### About this task
Restate the entries below without a single change.

### Data extracts
-=-=-=-=-
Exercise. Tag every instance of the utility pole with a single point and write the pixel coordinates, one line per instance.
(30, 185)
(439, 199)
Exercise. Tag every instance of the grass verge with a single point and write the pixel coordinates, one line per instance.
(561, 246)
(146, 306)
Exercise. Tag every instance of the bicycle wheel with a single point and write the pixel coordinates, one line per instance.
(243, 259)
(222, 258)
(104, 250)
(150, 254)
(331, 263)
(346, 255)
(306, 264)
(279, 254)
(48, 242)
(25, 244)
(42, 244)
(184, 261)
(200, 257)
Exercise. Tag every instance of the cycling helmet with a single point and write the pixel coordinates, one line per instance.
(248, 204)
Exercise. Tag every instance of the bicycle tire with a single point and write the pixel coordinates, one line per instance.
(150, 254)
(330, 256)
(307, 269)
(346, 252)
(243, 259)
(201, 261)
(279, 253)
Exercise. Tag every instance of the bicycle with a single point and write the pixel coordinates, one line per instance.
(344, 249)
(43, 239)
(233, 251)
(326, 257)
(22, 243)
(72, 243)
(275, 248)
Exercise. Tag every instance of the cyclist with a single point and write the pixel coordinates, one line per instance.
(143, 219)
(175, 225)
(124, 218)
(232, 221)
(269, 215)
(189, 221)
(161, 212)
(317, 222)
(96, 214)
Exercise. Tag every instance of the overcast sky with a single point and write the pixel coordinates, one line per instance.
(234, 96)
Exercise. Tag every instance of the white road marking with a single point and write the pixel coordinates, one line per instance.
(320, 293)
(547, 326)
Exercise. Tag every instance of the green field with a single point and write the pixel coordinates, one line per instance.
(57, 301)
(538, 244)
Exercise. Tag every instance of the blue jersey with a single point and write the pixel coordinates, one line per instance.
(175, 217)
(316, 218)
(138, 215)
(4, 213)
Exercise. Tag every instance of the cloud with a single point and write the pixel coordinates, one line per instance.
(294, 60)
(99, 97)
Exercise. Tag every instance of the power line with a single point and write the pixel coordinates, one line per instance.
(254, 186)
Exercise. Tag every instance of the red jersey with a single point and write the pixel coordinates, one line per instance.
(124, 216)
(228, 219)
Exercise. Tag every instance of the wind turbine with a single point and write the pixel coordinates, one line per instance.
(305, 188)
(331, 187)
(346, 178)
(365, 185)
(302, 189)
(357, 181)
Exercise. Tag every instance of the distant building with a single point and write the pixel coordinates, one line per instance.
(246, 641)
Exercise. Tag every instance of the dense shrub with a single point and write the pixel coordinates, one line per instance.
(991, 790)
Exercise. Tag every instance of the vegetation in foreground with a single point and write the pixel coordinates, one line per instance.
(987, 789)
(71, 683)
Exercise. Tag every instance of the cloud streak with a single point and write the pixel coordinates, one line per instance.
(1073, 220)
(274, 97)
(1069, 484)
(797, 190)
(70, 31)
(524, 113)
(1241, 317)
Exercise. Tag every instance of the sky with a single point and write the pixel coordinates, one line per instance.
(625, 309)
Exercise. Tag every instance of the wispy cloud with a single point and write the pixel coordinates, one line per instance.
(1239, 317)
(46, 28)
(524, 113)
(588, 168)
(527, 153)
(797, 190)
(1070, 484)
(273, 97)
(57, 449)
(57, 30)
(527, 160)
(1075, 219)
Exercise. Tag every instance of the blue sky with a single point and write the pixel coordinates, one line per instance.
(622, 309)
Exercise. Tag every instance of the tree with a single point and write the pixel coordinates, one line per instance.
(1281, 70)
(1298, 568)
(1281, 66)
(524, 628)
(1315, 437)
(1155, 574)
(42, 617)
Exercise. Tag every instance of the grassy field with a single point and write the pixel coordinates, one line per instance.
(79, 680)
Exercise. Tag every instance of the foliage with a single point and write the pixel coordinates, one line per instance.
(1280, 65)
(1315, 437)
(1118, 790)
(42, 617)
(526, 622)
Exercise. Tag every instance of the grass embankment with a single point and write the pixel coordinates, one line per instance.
-=-=-=-=-
### Solution below
Exercise. Tag every instance of the utility pole with a single point and write the pixel coordinates, one line per instance.
(30, 185)
(439, 199)
Exercise. Tag every instance of the grass verge with a single point and write the pixel coordinates, one line per instance.
(561, 246)
(146, 306)
Exercise. Tag every instance of the bicycle wheel with a single point and write the pixel coordinates, one line per instance.
(243, 259)
(222, 258)
(104, 250)
(150, 254)
(331, 263)
(346, 255)
(306, 264)
(279, 254)
(48, 242)
(25, 244)
(42, 244)
(184, 261)
(200, 257)
Exercise. Tag every instance of the cycling helmet with a single point and write the pixel coordinates, one line per instance.
(248, 204)
Exercise. Tag every instance of the bicycle tire with a single point and write the pixel coordinates, one line per instance.
(150, 254)
(330, 256)
(307, 269)
(346, 252)
(243, 259)
(201, 261)
(279, 253)
Exercise. Tag every instance of the bicycle with a single point and write the pixel coordinates, one line per instance.
(344, 249)
(43, 239)
(233, 251)
(326, 257)
(22, 243)
(72, 243)
(275, 248)
Exercise. Tag every instance of the cyclist with a single point and write the pixel coordinates, one line per instance.
(143, 219)
(175, 225)
(124, 218)
(232, 221)
(269, 215)
(189, 221)
(161, 212)
(317, 222)
(96, 214)
Exercise. Tag every instance of the overcast sky with a single point and write the pixel coordinates, one line per instance.
(234, 96)
Exercise. Tag every instance of the white road marking with a single point and write the pixel coordinates, one line per instance.
(320, 293)
(547, 326)
Exercise. Tag every instance of the green field with a single point and write the pixel coordinates, one line per instance.
(57, 301)
(538, 244)
Exercise. Tag every instance of the blue jersey with a single point and write the pixel coordinates, one line per instance.
(175, 217)
(316, 218)
(138, 215)
(4, 213)
Exercise. Tag every instance of the cloud with a single point and write the pixel coordinates, one line per instance.
(294, 60)
(99, 97)
Exercise. Tag every instance of the power line with a single point and write the pixel coordinates, one line per instance.
(254, 186)
Exercise. Tag every instance of the red jersey with a single point and write the pixel coordinates, one line per instance.
(124, 216)
(228, 219)
Exercise. Tag every instance of the wind turbine with a single point and write the pixel coordinates, one line per instance.
(305, 188)
(331, 187)
(346, 178)
(365, 185)
(302, 189)
(357, 181)
Exercise. Tag every instance of the distant building with a single point and write the pixel coordinates, one line per instance.
(246, 641)
Exercise. Tag every instance of the dense shrub with a single point and write the pixel coordinates, one line per instance.
(991, 790)
Exercise. Tag every instance of the vegetation in foreground with a single point and write the pixel coordinates, one line per instance.
(987, 789)
(71, 683)
Exercise. Tag every instance of the cloud streak with a single point and write the pixel coordinates, one line per instance.
(1073, 220)
(274, 97)
(1069, 484)
(797, 190)
(70, 31)
(524, 113)
(1241, 317)
Exercise. Tag every instance of the sky with a single point and write the pixel coordinates, one line per instance.
(625, 309)
Exercise. Tag every instance of the wispy cloud with a single point and write the pixel coordinates, one line per instance.
(1239, 317)
(46, 28)
(524, 113)
(588, 168)
(527, 153)
(797, 190)
(1070, 484)
(273, 97)
(57, 449)
(57, 30)
(527, 160)
(1075, 219)
Exercise. Tag every instance of the blue sky with a single point and write the pixel coordinates, one line per instance.
(622, 309)
Exercise. Tag every instance of the tree with a single point and write the pixel coordinates, one line per instance.
(1281, 70)
(1298, 568)
(1281, 66)
(524, 628)
(1315, 437)
(1155, 574)
(42, 617)
Exercise. Tag every instance of the grassy field with a single point and write the pixel coordinates, one line per instance.
(79, 680)
Exercise. Tag every instance of the foliage with a single point and write the pixel coordinates, one line per instance.
(1280, 65)
(1315, 437)
(1118, 790)
(42, 617)
(526, 622)
Exercise. Tag every instance of the grass embankment with a single point and write the pixel coordinates, one line per instance.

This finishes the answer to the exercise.